Instructions to follow - Reproduce the stretch of data from its start through the line containing "[[[11,47],[11,15],[10,11],[0,8],[0,48],[4,55]]]", with the request lines included and 42 added to every polygon coordinate. Leave the pictures out of your answer.

** start of Extracted records **

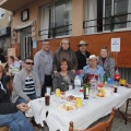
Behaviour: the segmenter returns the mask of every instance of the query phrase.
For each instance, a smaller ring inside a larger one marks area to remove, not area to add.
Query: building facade
[[[1,0],[13,12],[12,47],[24,58],[49,39],[55,52],[62,38],[78,50],[80,40],[87,50],[99,55],[103,46],[111,48],[111,38],[120,38],[120,51],[111,52],[116,66],[131,68],[131,0]]]
[[[11,47],[11,15],[10,11],[0,8],[0,48],[4,55]]]

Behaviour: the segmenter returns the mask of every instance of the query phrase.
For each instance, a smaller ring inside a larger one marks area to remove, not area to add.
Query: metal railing
[[[52,28],[39,31],[39,36],[46,36],[46,38],[53,38],[56,36],[70,35],[72,32],[72,24],[57,26]]]
[[[128,21],[128,17],[130,21]],[[93,23],[95,24],[93,25]],[[86,33],[86,29],[88,28],[95,28],[97,33],[103,31],[114,31],[116,28],[128,27],[127,26],[128,23],[131,24],[131,13],[122,13],[122,14],[117,14],[112,16],[84,21],[83,28],[85,29],[85,33]]]

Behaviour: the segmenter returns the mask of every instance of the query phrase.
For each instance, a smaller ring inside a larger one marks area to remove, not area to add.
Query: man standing
[[[43,41],[43,48],[35,53],[34,71],[38,74],[41,84],[41,96],[45,95],[46,87],[52,86],[52,52],[49,50],[50,44],[48,40]]]
[[[83,70],[83,67],[87,64],[87,59],[91,55],[88,51],[86,51],[87,45],[88,44],[86,41],[81,40],[78,45],[79,50],[75,52],[78,58],[78,70],[80,70],[81,72]]]
[[[37,74],[33,70],[33,59],[25,58],[24,69],[15,74],[13,80],[14,98],[16,104],[28,103],[31,99],[40,97],[41,87]]]

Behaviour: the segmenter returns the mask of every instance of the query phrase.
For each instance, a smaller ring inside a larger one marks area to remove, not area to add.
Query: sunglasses
[[[34,66],[34,62],[25,62],[26,64],[32,64],[32,66]]]

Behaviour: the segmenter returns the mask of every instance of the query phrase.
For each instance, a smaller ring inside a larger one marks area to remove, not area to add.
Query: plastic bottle
[[[107,84],[107,74],[106,74],[106,71],[104,73],[104,84]]]
[[[93,97],[96,97],[96,88],[97,88],[97,81],[96,81],[95,76],[93,76],[90,80],[90,92],[93,95]]]
[[[76,75],[74,79],[74,92],[76,95],[79,94],[80,88],[81,88],[81,78]]]
[[[115,85],[119,86],[120,74],[119,74],[118,68],[116,69],[114,80],[115,80]]]
[[[84,93],[84,99],[88,99],[90,95],[90,83],[85,83],[83,85],[83,93]]]

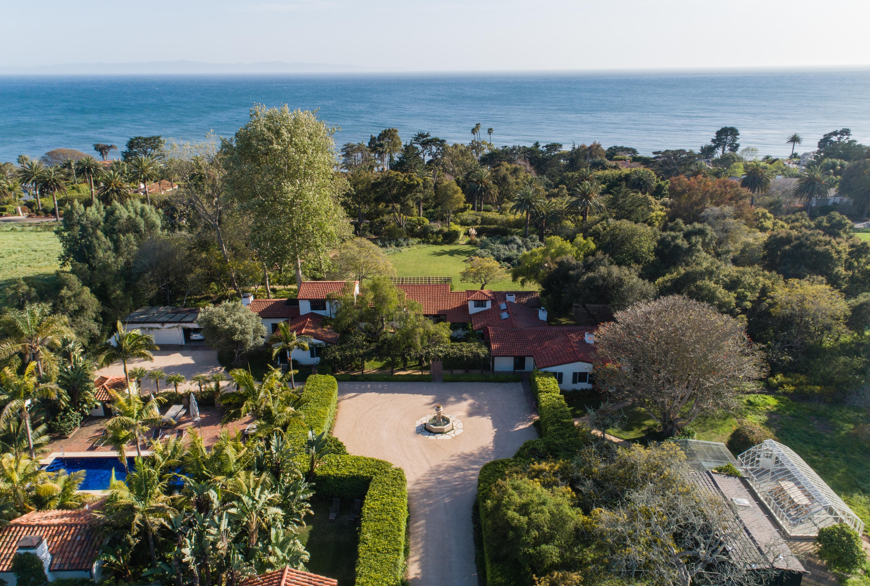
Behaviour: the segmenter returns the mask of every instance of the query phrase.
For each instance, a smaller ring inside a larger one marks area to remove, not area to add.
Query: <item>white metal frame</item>
[[[859,534],[864,522],[788,446],[766,440],[738,456],[750,485],[790,537],[847,523]]]

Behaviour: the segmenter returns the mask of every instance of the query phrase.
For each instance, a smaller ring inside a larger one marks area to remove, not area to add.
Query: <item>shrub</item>
[[[861,537],[846,523],[819,529],[819,557],[838,574],[852,574],[867,562]]]
[[[741,420],[728,436],[728,449],[738,455],[743,454],[753,446],[757,446],[765,440],[773,440],[773,434],[757,423]]]
[[[398,586],[402,583],[407,519],[408,490],[405,472],[391,467],[371,479],[365,495],[359,528],[357,586]]]

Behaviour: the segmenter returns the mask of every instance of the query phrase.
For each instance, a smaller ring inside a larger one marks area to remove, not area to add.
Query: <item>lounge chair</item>
[[[363,502],[359,499],[355,499],[353,501],[353,509],[351,509],[351,516],[348,517],[348,521],[353,522],[359,516],[359,514],[363,512]]]

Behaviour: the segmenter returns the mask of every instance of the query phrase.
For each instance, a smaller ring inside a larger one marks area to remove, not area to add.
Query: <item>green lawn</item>
[[[356,581],[357,544],[359,521],[351,523],[347,515],[352,502],[342,501],[335,521],[329,520],[331,501],[313,501],[313,516],[305,517],[308,525],[299,531],[299,541],[311,556],[305,564],[308,571],[338,581],[338,586],[352,586]]]
[[[477,250],[476,246],[465,245],[420,246],[412,248],[399,248],[389,255],[392,266],[399,277],[452,277],[453,289],[479,289],[479,285],[460,283],[459,273],[465,268],[465,260]],[[490,283],[487,289],[495,291],[535,290],[536,286],[522,287],[519,283],[510,279],[499,283]]]

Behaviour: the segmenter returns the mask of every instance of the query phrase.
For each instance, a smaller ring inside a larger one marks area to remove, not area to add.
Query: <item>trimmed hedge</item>
[[[393,468],[372,478],[359,528],[357,586],[398,586],[402,583],[407,519],[405,471]]]
[[[448,374],[445,382],[522,382],[522,374]]]
[[[342,382],[432,382],[432,374],[333,374]]]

** end of Extracted records **

Reply -
Behaviour: the segmenter returns the mask of every instance of the query phrase.
For each instance, a smaller ring inside a larger one marks area to remove, not area to add.
Query: building facade
[[[43,42],[55,54],[54,89],[66,100],[91,81],[97,94],[104,80],[120,92],[122,82],[129,92],[141,97],[145,88],[153,90],[153,80],[162,80],[162,93],[153,94],[158,108],[173,110],[173,42]]]
[[[53,89],[53,57],[52,53],[42,50],[42,90],[46,97]]]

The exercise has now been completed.